Task objective - Filter the entries for the word "every". Copy each line that has it.
Material for the task Block Start
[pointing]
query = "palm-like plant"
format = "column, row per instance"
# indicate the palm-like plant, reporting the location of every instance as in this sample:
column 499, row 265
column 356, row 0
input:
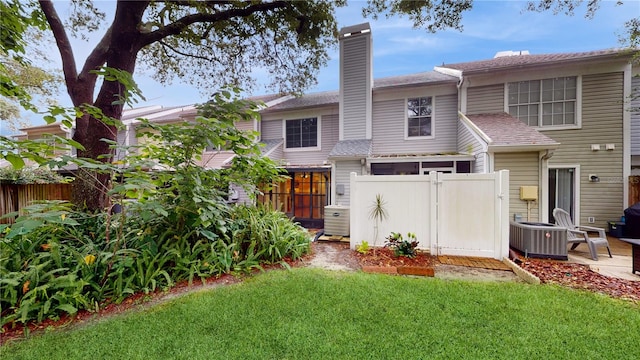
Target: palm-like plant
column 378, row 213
Material for the task Block End
Material for the task Block Start
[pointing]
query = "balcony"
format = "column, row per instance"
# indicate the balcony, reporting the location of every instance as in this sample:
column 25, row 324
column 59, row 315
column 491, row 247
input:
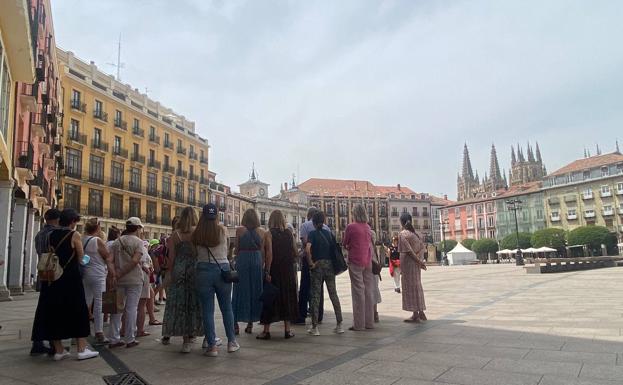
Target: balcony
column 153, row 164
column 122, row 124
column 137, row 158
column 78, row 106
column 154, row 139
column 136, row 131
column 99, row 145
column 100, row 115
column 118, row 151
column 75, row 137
Material for the task Block End
Solution below -
# indicate the palm-like plant, reporting the location of every instance as in this sample:
# indicate the balcony, reporting the location of every instance as in this sample:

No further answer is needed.